[Assignment 1]:
In the passage about Joseph, what job does Joseph hold?
[Assignment 2]:
Copy everything from "That’s not to" down to "try to connect." in the passage about Joseph, swapping "apartment" for "house".

[Text]:

As Joseph (Ben Whishaw) sits at the table with his parents (Ellie Haddington and Ian Gelder), he puts his mouth to a glass. He wraps his lips around the rim as his breathing starts to heave. The others continue eating; he starts to lock his jaw. Then the glass cracks. He’s done this before a lot but never like this, and when he finds himself spitting blood into the bathroom sink with his mom screaming on the other side of the door, it seems that his tics have finally caught up with him.
That’s not to say he’s ever been a lax guy, but, to put it lightly, some things are getting to him. There are too many people, not enough manners. It’s too loud outside his apartment, too quiet inside his own head. It seems that only his job as an airport checkpoint officer grants him enough control to keep him in check, but in the event that he can’t communicate his wants and needs, he snaps. Not in an explicitly violent way—at least not at first—but it’s starting to feel like he shouldn’t even try to connect.

[Point-per-instance localization records]
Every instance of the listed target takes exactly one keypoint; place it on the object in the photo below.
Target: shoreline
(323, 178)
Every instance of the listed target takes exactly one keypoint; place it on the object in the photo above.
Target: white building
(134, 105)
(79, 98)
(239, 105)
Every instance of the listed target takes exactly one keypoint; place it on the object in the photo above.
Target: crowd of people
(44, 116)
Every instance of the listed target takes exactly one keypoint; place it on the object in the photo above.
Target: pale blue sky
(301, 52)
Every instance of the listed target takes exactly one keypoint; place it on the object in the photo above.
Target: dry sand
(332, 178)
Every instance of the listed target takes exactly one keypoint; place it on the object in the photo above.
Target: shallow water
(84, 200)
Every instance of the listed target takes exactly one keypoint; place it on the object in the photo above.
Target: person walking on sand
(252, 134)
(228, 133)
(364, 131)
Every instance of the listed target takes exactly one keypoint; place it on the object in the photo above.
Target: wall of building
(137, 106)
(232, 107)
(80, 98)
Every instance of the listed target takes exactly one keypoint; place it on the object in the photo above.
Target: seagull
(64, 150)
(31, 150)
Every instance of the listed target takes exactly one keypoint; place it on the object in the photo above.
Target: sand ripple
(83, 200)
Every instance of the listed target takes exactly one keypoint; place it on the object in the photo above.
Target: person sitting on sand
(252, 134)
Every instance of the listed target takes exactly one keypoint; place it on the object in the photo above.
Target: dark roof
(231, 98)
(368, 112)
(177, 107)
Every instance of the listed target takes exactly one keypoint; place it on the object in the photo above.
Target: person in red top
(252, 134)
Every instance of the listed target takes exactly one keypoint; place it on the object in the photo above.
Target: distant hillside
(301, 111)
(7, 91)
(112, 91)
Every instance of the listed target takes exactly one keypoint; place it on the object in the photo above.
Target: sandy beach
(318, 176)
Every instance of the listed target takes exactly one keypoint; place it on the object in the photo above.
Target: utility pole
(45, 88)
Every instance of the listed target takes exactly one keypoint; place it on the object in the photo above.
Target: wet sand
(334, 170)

[Answer area 1]:
He works as an airport checkpoint officer.

[Answer area 2]:
That’s not to say he’s ever been a lax guy, but, to put it lightly, some things are getting to him. There are too many people, not enough manners. It’s too loud outside his house, too quiet inside his own head. It seems that only his job as an airport checkpoint officer grants him enough control to keep him in check, but in the event that he can’t communicate his wants and needs, he snaps. Not in an explicitly violent way—at least not at first—but it’s starting to feel like he shouldn’t even try to connect.